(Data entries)
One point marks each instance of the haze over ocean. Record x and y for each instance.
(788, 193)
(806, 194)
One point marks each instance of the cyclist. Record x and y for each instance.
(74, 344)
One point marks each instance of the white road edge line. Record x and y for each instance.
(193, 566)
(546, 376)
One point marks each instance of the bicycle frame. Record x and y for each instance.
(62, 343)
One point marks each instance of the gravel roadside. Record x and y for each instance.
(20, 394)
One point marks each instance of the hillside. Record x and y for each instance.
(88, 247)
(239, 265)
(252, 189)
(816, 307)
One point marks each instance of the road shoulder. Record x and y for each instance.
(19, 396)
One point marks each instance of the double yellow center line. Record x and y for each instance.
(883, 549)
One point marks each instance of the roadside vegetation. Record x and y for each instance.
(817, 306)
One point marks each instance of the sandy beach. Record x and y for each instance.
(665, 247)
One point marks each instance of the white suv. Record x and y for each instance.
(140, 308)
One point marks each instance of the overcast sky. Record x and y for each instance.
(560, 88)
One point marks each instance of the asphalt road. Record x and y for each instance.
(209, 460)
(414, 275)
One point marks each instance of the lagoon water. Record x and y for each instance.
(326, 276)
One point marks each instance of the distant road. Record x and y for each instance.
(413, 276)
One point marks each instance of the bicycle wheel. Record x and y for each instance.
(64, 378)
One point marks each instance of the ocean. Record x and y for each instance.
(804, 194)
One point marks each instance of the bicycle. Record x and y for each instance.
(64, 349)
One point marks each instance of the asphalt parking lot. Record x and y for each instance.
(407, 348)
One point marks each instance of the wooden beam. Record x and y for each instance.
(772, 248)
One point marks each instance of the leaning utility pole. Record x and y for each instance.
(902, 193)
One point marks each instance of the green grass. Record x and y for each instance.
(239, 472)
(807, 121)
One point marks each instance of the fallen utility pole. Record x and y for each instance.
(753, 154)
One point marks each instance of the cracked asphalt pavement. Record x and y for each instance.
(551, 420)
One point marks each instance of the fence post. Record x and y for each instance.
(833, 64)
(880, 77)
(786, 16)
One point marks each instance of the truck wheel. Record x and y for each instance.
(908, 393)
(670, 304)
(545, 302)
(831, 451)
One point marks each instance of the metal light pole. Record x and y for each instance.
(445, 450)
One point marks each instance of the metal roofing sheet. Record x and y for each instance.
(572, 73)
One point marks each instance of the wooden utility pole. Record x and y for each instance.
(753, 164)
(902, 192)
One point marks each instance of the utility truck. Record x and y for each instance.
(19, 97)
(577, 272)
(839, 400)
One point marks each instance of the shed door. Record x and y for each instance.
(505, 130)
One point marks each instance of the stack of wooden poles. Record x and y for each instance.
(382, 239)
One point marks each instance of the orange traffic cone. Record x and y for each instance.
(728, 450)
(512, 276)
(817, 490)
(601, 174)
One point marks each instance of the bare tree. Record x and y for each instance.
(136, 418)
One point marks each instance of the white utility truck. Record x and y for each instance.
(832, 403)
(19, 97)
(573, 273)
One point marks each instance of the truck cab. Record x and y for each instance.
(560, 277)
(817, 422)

- _WHAT THE EXERCISE ASKS_
The answer should consist of all the lines above, retyped exactly.

- _RESPONSE BELOW_
One point marks each instance of the haze over ocean. Record x and y for each instance.
(788, 193)
(806, 194)
One point marks each instance of the cyclist. Record x and y for each instance.
(74, 344)
One point marks each instance of the white road edge line. Record x and y for each instance.
(193, 566)
(546, 376)
One point marks each instance of the bicycle frame. Record x and y for each instance.
(62, 343)
One point marks each instance of the gravel roadside. Record x and y for each instance.
(20, 394)
One point marks each instance of the hillside. Record x and y for each instance.
(88, 247)
(239, 265)
(252, 189)
(816, 307)
One point marks each instance of the road shoulder. Record x and y for each instance.
(19, 396)
One point marks each instance of the double yellow center line. Record x and y for each instance.
(883, 549)
One point marks each instance of the roadside vegetation. Record x and y for each instance.
(817, 306)
One point marks each instance of the sandy beach. Record x and y for each instance.
(665, 247)
One point marks each instance of the white suv. Record x and y for each instance.
(140, 308)
One point marks each instance of the overcast sky. Record x and y for each instance.
(560, 88)
One point marks each instance of the asphalt road. Record x and y for each instance.
(209, 460)
(414, 275)
One point marks each instance of the lagoon water. Record x and y for each instance.
(326, 276)
One point marks each instance of the distant road. Record x and y for each instance.
(413, 276)
One point marks each instance of the bicycle wheel. Record x and y for each instance.
(64, 378)
One point marks each instance of the ocean. Record x and y for each instance.
(804, 194)
One point marks each instance of the bicycle. Record x and y for each instance.
(64, 349)
One point marks each instance of the asphalt parking lot. Record x and y for each instance.
(407, 348)
One point marks each instance of the wooden beam. Record x and y for each instance.
(772, 248)
One point marks each instance of the leaning utility pole. Record x and y for each instance.
(902, 193)
One point marks each instance of the green grass. Record x and y for each instance.
(239, 472)
(807, 121)
One point marks each instance of the fallen utility pole. Record x and y for each instance.
(753, 154)
One point marks each instance of the cracked asphalt pavement. Record x and y for each instance.
(551, 420)
One point marks each instance of the fence post. Record x and y for each instance.
(833, 64)
(880, 77)
(786, 16)
One point marks each instance of the truck wheel. Record x and y for each instance.
(908, 393)
(670, 304)
(545, 302)
(831, 451)
One point marks each instance of the metal light pole. Record x and y for each instance.
(445, 450)
One point marks each instance of the metal roofing sheet. Record x and y for each instance.
(572, 73)
One point marks each instance of the wooden utility pole. Record x and y for each instance.
(753, 164)
(902, 192)
One point marks each instance of the utility truck. Record x and y for each instance.
(19, 97)
(577, 272)
(839, 400)
One point marks each instance of the shed door. Record x and y for each instance.
(505, 130)
One point marks each instance of the stack of wooden poles. Record x and y for each instance.
(382, 239)
One point marks each instance of the orange traffic cone. Record x and y for each instance.
(728, 450)
(512, 276)
(817, 490)
(601, 174)
One point marks each instance of the bare tree. Record x and y for each instance.
(136, 418)
One point marks each instance of the white utility truck. Record x and y for each instance.
(832, 403)
(19, 97)
(573, 273)
One point marks each instance of the truck cab. Record x and y for each instance.
(560, 277)
(817, 422)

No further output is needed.